** Direction **
Express the data as a JSON list of strings, one per line, from the first line through the line that contains "M2 105L1 144L10", both included. Omit blank lines and leave out the pictures.

[Collection entries]
---

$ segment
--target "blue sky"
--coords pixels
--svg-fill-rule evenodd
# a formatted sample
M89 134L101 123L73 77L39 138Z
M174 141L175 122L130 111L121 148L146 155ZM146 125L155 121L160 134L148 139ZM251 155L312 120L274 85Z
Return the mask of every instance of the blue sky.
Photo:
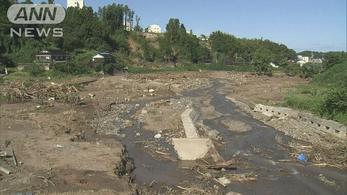
M40 3L44 0L32 1ZM66 0L54 3L66 7ZM144 29L157 24L165 31L178 18L199 36L220 30L237 37L262 37L297 52L346 51L346 0L85 0L94 11L115 3L127 5Z

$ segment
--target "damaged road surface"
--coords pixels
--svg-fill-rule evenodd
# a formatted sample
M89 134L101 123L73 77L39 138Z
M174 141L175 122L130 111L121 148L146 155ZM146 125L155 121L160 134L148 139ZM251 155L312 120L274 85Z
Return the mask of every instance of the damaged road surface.
M2 105L1 144L10 142L1 147L1 165L12 173L2 172L1 193L344 194L345 159L324 167L310 154L307 162L297 161L300 148L317 143L295 140L286 131L294 128L277 130L225 99L242 85L252 87L246 78L225 72L113 76L88 84L82 106ZM345 143L331 139L337 151ZM189 139L208 141L175 145ZM196 146L209 150L182 160L191 152L182 158L182 151Z

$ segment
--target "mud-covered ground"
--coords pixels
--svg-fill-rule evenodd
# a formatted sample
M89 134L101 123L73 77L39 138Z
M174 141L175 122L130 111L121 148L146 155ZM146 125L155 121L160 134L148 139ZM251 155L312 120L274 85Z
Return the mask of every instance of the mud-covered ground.
M214 88L217 82L222 85ZM1 157L0 162L11 172L0 173L2 194L29 191L34 194L221 194L232 191L256 194L257 189L261 190L254 184L257 182L260 185L290 178L288 176L292 171L285 168L286 165L279 168L279 176L282 176L279 179L269 171L266 173L257 170L261 168L255 166L259 165L245 160L248 157L242 154L243 150L227 152L228 142L232 140L228 136L242 136L255 130L253 125L241 121L237 115L245 112L256 119L259 116L245 105L240 106L239 112L228 115L221 113L224 110L219 108L222 104L216 103L216 95L279 101L284 93L293 90L292 86L305 82L298 77L281 74L269 77L234 72L189 72L76 77L54 81L54 85L50 82L34 83L30 87L23 86L22 82L5 82L0 89L2 94L13 88L29 95L41 93L43 104L35 98L30 100L29 96L24 102L18 98L10 103L1 99L0 146L2 151L7 152L7 157ZM71 88L68 87L71 86L69 84L79 84L83 87ZM56 91L55 101L48 100L52 91ZM80 105L64 104L64 94L72 93L80 97ZM38 107L37 103L41 105ZM171 143L172 138L185 136L180 115L187 108L198 112L199 121L196 125L199 133L211 138L220 151L220 158L210 154L196 162L178 159ZM295 154L291 153L295 153L297 140L311 141L308 143L315 146L324 145L328 152L340 148L345 143L315 132L294 121L263 121L279 131L277 136L269 136L272 142L284 139L283 145L279 144L279 149L288 152L277 160L295 159ZM296 140L288 143L287 135ZM3 146L6 140L10 141L7 147ZM240 147L252 151L255 159L273 158L272 149L263 151L264 149L256 143ZM17 166L11 157L12 149ZM345 157L344 153L340 154ZM205 167L223 161L223 158L225 161L233 160L230 168ZM341 164L345 163L345 159L341 161ZM233 170L236 168L240 171ZM342 169L345 170L345 165ZM322 172L327 171L322 170ZM258 172L261 175L256 173ZM345 190L345 173L342 172L344 180L335 181L324 174L317 175L312 185L320 184L322 187L319 189L326 189L322 192L338 194ZM222 178L232 183L224 187L221 182L223 179L218 180ZM331 189L335 188L336 191ZM284 189L284 193L291 193L292 188ZM272 194L276 191L261 191Z

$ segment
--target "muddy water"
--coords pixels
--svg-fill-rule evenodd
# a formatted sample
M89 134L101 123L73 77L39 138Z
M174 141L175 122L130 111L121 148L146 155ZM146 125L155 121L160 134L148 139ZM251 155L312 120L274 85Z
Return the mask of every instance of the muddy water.
M219 94L216 89L223 84L215 80L213 87L204 89L204 92L209 91L214 98L210 104L215 109L223 114L217 119L204 120L204 124L211 129L216 129L226 144L225 150L220 151L220 154L225 159L229 159L235 154L239 154L241 161L245 161L255 168L235 171L236 173L253 172L258 177L257 181L241 183L232 182L224 188L225 192L232 190L242 194L345 194L346 191L346 173L344 171L333 168L318 168L298 164L282 163L277 162L280 159L290 159L288 150L279 150L280 147L274 138L276 134L283 139L284 143L292 139L281 132L264 125L261 122L250 117L235 111L235 105ZM205 94L203 90L182 93L183 96L199 97ZM141 107L143 107L142 103ZM199 108L196 108L198 110ZM130 113L131 114L131 113ZM130 115L131 114L129 114ZM252 129L246 132L234 132L228 131L221 121L226 119L238 120L249 125ZM125 144L128 152L133 159L136 168L134 183L162 183L169 186L177 185L183 180L194 182L196 171L186 172L180 169L182 166L191 166L192 161L179 161L177 162L160 162L154 159L144 151L141 143L130 143L139 140L153 140L155 132L144 131L141 125L135 124L124 132L127 138L121 140ZM143 135L136 137L136 132ZM176 158L173 146L164 140L160 140L160 144L167 148L168 153ZM261 150L259 153L253 152L253 147ZM280 171L281 169L283 171ZM334 186L327 186L318 180L320 174L323 174L330 181L335 181Z

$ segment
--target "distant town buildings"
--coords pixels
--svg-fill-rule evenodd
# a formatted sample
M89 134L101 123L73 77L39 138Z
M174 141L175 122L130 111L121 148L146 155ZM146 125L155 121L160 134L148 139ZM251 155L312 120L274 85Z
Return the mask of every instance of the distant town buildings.
M130 31L131 24L129 21L127 21L126 24L125 24L125 21L123 21L123 26L124 27L125 30Z
M298 59L301 60L307 63L307 62L309 62L309 61L310 60L310 57L306 56L303 56L302 55L298 55Z
M300 66L303 66L304 64L307 63L306 62L302 60L300 60L299 61L297 62L296 63L300 64Z
M162 29L161 27L160 27L160 26L157 25L151 25L146 28L146 29L145 29L145 31L147 32L161 33L162 32Z
M77 7L81 9L84 6L84 0L67 0L67 7Z
M196 34L193 33L193 31L192 30L190 30L190 31L187 30L186 31L186 32L187 33L187 34L192 34L193 35L196 35Z

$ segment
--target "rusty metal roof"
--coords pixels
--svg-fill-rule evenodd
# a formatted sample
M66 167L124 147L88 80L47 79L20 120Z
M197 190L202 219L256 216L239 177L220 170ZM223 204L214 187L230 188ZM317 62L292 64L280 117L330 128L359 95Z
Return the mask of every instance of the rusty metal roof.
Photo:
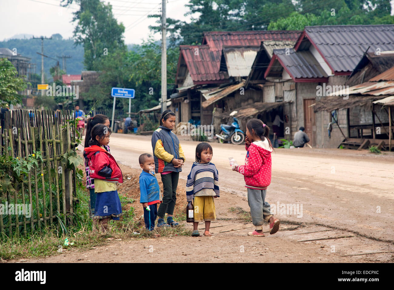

---

** Correct output **
[
  "$ segment",
  "--target \"blue sky\"",
  "--coords pixels",
  "--svg-fill-rule evenodd",
  "# a formatted sample",
  "M89 134L101 123L73 77L39 138Z",
  "M174 141L175 122L130 111L121 148L146 155ZM146 125L155 121L160 134L148 139ZM251 155L312 120L274 85Z",
  "Return the mask of every instance of the blue sky.",
  "Photo:",
  "M40 3L44 0L32 1ZM66 0L54 3L66 7ZM144 29L157 24L165 31L178 18L199 36L220 30L237 37L262 37L297 52L346 51L346 0L85 0L94 11L115 3L127 5Z",
  "$ segment",
  "--target \"damaged road surface\"",
  "--coords pixels",
  "--svg-fill-rule evenodd",
  "# a formatted sample",
  "M89 134L101 123L73 77L39 138Z",
  "M174 141L175 122L130 111L121 148L146 155ZM146 125L155 121L160 134L148 139ZM251 155L312 120L274 85Z",
  "Return the mask of every instance of the damaged road surface.",
  "M2 105L1 144L10 142L1 147L1 165L12 173L2 172L1 193L344 194L345 159L324 167L310 154L307 162L297 161L300 148L317 143L295 140L286 131L294 128L277 130L225 99L242 85L252 87L246 78L225 72L113 76L88 84L82 106ZM345 143L331 139L337 151ZM189 139L208 141L175 145ZM196 146L209 150L182 160L191 152L182 158L182 151Z"
]